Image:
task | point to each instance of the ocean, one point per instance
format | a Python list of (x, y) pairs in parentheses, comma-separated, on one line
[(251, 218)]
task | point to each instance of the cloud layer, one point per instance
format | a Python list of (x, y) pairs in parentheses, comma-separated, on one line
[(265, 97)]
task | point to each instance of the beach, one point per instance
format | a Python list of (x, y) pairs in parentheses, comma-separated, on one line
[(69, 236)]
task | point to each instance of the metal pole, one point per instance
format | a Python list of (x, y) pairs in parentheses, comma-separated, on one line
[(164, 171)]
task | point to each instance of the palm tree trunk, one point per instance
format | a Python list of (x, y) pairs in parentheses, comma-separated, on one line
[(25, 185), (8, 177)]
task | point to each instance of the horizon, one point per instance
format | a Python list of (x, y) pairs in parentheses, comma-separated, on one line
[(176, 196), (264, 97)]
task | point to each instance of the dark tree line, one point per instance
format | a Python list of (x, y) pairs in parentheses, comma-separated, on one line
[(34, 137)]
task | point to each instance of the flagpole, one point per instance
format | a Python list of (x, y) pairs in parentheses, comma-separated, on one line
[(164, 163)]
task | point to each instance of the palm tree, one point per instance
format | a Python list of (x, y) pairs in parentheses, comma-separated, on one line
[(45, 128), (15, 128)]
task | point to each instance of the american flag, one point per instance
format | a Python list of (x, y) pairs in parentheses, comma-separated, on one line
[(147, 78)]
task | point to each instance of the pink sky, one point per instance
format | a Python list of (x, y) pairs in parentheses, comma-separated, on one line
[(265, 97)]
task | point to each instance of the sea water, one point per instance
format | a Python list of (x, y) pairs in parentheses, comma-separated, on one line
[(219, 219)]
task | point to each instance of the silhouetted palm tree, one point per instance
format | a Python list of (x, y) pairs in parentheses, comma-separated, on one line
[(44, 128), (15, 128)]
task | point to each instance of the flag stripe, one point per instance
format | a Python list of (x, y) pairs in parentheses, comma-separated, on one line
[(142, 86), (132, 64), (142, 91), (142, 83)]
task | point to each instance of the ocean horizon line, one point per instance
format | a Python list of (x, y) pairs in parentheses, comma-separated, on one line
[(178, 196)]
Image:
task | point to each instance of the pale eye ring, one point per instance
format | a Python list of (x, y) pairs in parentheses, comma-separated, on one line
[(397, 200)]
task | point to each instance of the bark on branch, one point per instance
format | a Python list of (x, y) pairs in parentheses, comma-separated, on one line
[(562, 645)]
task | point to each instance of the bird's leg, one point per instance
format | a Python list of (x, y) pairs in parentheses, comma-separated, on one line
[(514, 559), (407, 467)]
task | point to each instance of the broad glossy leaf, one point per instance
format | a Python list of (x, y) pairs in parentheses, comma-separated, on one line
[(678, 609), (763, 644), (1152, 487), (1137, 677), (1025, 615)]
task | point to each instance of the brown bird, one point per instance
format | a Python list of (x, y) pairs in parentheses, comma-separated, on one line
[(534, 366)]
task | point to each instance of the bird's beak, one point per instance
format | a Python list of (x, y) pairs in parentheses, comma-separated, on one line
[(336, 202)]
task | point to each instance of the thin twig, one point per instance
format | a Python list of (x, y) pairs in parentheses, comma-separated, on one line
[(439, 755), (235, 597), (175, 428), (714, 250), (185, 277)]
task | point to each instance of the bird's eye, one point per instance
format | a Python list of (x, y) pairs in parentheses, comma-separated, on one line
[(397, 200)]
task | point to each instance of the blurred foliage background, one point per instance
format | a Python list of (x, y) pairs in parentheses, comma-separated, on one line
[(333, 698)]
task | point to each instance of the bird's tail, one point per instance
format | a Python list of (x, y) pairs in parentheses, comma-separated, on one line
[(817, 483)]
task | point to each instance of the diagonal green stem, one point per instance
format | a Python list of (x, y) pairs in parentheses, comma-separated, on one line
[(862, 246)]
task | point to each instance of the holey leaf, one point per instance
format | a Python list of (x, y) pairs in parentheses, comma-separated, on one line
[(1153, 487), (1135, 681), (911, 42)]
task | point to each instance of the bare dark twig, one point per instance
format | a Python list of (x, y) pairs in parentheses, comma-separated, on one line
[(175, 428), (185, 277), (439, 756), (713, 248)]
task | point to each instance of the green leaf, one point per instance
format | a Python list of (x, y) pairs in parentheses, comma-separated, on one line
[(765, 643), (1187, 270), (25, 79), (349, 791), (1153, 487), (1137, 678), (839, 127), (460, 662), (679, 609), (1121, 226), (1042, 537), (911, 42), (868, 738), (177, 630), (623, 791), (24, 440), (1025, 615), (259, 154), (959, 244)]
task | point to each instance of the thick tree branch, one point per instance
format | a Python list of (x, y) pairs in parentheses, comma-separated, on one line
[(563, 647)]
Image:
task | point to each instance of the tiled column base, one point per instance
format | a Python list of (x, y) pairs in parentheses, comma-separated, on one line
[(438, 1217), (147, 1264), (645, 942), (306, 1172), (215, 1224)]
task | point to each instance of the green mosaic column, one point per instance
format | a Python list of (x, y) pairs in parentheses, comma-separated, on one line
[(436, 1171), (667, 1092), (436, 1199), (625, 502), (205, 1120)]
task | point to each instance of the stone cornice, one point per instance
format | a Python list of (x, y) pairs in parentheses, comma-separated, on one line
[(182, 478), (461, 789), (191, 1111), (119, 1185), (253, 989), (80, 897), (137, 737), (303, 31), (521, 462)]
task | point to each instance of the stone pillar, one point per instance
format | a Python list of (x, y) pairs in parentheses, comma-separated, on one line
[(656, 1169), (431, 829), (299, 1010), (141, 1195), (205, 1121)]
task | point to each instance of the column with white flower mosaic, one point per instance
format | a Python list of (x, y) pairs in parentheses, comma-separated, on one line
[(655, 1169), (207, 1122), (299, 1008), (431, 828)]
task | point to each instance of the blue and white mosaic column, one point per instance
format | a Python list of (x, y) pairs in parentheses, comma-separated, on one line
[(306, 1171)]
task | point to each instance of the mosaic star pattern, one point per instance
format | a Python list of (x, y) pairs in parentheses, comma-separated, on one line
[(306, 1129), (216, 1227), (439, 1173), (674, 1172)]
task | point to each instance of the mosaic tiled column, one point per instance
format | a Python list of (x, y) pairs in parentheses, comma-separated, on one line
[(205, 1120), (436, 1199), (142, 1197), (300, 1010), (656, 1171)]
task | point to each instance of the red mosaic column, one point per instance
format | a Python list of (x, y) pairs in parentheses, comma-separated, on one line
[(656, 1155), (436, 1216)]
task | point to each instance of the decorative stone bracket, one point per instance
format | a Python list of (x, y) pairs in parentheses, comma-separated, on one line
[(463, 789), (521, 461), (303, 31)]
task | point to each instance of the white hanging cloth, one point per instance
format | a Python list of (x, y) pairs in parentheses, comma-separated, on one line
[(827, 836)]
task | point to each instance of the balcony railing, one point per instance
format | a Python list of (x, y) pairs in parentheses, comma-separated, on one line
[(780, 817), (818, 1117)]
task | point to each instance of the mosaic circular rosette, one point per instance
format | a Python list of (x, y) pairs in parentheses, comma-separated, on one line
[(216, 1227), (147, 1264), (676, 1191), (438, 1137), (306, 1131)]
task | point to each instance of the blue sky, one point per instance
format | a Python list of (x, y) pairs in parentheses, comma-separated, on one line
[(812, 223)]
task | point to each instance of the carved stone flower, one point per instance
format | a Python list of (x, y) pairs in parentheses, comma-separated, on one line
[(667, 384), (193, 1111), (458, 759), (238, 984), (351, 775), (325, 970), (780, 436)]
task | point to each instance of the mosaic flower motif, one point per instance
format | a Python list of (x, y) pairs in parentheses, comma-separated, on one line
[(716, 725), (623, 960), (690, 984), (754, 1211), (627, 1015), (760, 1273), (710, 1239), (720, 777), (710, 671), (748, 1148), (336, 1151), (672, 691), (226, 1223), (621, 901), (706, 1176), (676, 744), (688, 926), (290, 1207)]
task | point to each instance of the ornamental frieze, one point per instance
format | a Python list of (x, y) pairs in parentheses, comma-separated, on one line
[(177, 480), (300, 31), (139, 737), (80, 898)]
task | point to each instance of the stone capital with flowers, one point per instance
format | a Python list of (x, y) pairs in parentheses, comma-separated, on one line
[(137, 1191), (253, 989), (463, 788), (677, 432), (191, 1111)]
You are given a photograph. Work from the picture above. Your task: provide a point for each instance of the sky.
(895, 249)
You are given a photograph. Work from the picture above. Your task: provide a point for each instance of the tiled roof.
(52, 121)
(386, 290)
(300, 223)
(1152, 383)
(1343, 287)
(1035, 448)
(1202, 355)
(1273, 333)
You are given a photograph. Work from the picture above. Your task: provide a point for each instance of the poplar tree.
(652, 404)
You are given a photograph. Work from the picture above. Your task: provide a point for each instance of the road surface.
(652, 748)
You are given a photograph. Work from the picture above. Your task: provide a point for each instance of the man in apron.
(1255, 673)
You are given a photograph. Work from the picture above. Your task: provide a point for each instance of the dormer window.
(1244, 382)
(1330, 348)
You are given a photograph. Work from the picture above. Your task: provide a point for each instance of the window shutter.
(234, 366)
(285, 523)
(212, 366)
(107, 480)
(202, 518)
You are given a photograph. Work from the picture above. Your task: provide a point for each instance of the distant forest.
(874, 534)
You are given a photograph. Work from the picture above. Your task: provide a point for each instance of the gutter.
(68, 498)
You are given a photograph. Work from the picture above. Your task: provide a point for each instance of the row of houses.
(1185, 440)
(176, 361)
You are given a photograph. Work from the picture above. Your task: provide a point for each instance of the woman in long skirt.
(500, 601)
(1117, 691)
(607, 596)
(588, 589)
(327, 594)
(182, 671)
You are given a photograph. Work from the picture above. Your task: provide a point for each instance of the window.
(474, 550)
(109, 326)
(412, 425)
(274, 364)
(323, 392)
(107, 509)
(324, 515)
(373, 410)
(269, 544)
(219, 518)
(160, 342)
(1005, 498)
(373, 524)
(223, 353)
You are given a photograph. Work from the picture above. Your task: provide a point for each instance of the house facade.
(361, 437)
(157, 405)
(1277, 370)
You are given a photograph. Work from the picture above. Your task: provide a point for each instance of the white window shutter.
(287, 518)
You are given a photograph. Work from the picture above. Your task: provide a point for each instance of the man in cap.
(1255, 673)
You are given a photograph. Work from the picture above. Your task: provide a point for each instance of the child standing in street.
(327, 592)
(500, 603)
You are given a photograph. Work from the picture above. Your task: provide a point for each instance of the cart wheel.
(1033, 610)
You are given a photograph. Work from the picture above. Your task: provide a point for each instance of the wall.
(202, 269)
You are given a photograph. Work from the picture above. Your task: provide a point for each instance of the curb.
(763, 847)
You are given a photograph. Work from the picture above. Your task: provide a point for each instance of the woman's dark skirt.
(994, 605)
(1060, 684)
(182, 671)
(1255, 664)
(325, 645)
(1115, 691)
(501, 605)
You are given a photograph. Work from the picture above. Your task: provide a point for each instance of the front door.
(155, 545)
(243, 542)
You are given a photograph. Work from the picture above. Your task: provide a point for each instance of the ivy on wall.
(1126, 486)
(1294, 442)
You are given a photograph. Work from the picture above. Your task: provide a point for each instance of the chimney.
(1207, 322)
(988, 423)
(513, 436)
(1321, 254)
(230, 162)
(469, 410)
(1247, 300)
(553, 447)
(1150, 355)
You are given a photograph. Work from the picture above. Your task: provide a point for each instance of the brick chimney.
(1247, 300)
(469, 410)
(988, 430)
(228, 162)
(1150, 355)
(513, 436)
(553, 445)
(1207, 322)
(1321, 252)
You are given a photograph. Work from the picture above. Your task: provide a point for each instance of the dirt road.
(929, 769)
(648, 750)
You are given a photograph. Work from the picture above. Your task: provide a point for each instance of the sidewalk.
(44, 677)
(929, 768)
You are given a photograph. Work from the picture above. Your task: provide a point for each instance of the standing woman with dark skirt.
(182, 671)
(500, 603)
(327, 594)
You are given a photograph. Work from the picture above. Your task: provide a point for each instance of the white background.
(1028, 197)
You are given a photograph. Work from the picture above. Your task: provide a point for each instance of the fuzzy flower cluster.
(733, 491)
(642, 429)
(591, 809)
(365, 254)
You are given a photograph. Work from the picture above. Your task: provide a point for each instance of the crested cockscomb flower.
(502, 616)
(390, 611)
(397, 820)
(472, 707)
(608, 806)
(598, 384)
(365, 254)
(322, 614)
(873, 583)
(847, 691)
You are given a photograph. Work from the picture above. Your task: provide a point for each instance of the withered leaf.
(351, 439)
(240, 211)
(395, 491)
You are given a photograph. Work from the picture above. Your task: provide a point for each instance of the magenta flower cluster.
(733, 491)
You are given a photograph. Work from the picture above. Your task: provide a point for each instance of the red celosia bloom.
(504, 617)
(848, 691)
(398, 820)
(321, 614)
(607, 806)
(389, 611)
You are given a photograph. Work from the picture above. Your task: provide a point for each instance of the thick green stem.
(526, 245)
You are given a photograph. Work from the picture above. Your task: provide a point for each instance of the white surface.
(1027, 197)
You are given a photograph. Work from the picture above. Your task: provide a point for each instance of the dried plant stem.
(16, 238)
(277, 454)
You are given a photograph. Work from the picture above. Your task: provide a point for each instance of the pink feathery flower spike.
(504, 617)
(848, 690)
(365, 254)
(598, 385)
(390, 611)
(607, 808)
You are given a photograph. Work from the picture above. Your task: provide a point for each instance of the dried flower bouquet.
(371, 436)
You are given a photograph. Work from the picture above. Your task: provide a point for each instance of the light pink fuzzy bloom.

# # #

> **TASK GOAL**
The stopping point is the line containing "task | point to each instance of the metal". Reproduce exactly every line of the material from the first through that one.

> **EXERCISE SOLUTION**
Image:
task | point to each instance of the ocean, one point per instance
format | a Python list of (x, y) pairs in parentheses, comma-separated, on one line
[(251, 218)]
task | point to each instance of the cloud layer, one point per instance
format | a Python list of (x, y) pairs in parentheses, comma-separated, on one line
[(265, 97)]
task | point to each instance of the beach, one point per instance
format | a Python list of (x, y) pairs in parentheses, comma-separated, on one line
[(69, 236)]
task | point to each instance of the metal pole, one point per instance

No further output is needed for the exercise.